◆ What is asked
Retype the complete listing exactly as it appears.
>> Begin Extracted information
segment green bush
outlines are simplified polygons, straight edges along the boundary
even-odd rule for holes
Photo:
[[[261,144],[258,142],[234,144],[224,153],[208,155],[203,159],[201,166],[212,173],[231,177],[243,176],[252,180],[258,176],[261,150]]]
>> End Extracted information
◆ Response to the task
segment green bush
outlines are simplified polygons, straight edges along the boundary
even-odd rule for holes
Photo:
[[[261,144],[258,142],[234,144],[224,153],[208,155],[203,159],[201,166],[212,173],[231,177],[243,176],[252,180],[258,176],[261,150]]]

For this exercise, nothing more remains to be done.